-- Begin --

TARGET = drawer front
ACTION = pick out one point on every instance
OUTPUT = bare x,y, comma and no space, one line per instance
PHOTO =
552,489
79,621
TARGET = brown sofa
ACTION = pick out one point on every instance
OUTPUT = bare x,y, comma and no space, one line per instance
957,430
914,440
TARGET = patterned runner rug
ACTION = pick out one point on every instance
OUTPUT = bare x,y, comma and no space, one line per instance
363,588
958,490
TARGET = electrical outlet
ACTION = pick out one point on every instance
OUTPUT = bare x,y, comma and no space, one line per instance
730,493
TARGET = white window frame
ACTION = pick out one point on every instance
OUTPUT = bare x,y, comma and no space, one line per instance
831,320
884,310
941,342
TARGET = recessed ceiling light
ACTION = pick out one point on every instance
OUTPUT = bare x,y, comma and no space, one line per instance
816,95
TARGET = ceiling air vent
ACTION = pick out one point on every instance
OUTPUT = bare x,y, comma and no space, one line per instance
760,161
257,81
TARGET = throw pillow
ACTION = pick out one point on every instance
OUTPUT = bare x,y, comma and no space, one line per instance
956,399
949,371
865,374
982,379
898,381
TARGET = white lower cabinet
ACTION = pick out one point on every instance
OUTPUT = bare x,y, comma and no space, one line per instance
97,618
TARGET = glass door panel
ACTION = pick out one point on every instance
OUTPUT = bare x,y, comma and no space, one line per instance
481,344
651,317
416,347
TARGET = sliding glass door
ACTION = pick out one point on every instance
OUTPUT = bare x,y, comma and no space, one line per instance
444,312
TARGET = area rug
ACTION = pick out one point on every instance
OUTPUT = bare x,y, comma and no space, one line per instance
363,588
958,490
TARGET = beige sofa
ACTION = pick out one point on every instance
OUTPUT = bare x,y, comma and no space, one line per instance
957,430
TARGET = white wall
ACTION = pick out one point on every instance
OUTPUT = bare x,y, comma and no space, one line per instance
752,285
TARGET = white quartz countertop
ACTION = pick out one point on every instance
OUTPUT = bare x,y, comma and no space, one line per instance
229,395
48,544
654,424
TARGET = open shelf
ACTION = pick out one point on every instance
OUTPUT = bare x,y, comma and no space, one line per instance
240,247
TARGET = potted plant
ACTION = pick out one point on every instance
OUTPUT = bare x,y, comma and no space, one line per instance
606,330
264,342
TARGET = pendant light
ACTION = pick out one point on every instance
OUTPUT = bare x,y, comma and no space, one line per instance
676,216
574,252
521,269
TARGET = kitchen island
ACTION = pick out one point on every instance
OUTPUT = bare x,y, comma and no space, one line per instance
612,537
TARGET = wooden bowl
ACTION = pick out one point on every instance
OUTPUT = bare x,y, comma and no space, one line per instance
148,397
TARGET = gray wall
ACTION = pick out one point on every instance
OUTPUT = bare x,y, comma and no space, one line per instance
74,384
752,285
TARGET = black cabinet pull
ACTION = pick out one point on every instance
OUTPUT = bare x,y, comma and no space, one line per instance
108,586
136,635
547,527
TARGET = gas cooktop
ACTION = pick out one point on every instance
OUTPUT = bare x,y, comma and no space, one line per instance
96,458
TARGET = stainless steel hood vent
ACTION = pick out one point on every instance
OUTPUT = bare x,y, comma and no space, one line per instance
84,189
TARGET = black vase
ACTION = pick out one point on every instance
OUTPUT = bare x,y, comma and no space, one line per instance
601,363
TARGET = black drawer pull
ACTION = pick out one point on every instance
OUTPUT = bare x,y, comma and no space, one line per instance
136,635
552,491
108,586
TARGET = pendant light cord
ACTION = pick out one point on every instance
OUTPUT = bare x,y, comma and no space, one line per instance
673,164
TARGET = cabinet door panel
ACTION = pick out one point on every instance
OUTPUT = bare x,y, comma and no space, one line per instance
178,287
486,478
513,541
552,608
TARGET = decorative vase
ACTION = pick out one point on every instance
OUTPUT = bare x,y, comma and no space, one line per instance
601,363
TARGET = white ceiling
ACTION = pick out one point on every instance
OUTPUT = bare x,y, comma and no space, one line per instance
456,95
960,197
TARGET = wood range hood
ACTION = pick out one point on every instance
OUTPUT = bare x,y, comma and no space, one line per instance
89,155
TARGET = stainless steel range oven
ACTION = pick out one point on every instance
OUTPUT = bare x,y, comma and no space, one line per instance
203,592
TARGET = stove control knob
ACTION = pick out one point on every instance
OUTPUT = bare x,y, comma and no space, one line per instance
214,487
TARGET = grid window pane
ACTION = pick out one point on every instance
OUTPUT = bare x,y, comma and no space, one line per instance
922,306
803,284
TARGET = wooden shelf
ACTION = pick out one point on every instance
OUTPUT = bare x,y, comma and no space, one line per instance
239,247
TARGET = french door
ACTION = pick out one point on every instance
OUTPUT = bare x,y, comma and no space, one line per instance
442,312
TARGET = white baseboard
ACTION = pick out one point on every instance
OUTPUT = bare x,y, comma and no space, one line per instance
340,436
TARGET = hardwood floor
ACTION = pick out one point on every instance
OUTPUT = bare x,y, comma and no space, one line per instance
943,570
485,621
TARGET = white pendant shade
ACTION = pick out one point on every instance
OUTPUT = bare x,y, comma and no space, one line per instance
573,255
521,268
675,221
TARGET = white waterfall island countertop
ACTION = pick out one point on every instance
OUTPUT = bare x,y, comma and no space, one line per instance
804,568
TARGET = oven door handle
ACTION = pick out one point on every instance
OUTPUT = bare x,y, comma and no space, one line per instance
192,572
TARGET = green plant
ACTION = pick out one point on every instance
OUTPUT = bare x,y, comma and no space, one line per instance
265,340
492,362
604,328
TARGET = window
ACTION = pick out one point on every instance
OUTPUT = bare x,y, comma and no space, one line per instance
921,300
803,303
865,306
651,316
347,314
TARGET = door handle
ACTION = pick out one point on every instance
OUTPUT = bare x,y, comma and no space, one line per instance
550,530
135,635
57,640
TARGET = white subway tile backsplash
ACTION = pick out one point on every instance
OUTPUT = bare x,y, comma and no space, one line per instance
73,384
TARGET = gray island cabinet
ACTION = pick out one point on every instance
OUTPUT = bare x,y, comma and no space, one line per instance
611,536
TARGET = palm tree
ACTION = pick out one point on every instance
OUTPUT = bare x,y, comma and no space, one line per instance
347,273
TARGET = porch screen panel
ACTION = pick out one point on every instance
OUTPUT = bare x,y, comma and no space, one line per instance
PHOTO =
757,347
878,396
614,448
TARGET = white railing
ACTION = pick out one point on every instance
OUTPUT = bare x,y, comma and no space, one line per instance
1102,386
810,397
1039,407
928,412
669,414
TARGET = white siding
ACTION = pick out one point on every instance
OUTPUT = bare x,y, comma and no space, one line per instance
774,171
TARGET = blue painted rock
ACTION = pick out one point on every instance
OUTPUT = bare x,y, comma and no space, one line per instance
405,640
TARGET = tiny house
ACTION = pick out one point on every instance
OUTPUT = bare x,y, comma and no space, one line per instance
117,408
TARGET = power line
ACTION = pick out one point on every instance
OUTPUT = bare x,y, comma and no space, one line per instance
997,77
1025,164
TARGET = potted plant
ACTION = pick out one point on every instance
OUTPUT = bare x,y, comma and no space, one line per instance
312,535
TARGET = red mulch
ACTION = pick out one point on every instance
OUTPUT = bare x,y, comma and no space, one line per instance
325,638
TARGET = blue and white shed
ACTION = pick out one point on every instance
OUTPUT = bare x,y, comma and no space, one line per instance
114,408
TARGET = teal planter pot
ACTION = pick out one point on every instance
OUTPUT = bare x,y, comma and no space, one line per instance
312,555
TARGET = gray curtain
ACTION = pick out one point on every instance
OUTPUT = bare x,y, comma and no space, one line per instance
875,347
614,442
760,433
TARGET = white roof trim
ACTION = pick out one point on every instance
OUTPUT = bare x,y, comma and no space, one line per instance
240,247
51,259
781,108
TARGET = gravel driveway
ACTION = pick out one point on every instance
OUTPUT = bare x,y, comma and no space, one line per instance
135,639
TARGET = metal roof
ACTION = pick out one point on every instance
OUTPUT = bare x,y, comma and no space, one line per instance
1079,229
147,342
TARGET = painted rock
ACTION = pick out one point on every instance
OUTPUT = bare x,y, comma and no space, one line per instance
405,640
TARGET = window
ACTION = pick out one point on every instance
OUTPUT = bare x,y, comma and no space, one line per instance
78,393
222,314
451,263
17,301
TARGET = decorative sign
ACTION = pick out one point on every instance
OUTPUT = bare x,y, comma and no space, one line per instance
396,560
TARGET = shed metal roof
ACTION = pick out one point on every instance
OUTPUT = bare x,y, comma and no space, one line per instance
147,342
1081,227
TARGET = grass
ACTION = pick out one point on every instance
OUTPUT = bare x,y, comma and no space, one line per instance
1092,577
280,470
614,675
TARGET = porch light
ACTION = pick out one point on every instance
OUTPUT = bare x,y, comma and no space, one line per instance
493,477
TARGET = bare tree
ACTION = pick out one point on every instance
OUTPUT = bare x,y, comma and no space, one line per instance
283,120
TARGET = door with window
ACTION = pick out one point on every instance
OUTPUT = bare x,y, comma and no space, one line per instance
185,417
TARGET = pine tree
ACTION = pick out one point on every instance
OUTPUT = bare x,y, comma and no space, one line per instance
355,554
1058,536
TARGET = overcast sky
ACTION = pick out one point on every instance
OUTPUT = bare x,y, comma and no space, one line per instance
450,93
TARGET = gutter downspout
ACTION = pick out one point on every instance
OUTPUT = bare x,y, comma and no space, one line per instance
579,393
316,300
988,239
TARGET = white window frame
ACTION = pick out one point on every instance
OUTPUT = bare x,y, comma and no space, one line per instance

-- End --

WRITTEN PROBLEM:
Write out only what runs from the line holding "TARGET = grass" through the last line of the records, exactly as shown.

PROBLEM SOLUTION:
TARGET = grass
ACTION = pick out one point on every instance
OUTPUT = bare x,y, comma and no space, one line per instance
1092,577
280,470
614,675
TARGET = porch light
ACTION = pick out one point on every instance
OUTPUT = bare x,y, comma and no space, one line per instance
493,477
TARGET = bare tree
ACTION = pick out one point on every instance
OUTPUT = bare x,y, comma and no space, one line per instance
283,120
TARGET = door with window
ACTION = pick out one point on every instance
OUTPUT = bare x,y, comma and no space, one line per instance
185,417
TARGET = pine tree
ACTION = pick out one point on every instance
OUTPUT = bare x,y, comma and no space, one line per instance
355,554
1058,536
TARGET = overcast sky
ACTION = pick out one point on every instance
OUTPUT = bare x,y, comma and no space, one line per instance
450,93
TARGET = gutter downspout
ACTION = pick out one point on every instance
OUTPUT = bare x,y, comma and no space, one line per instance
579,393
316,300
988,239
TARGET = white window frame
ACTION = pick out one point on every instance
OUTPUT = bare x,y, comma and no space, one line per instance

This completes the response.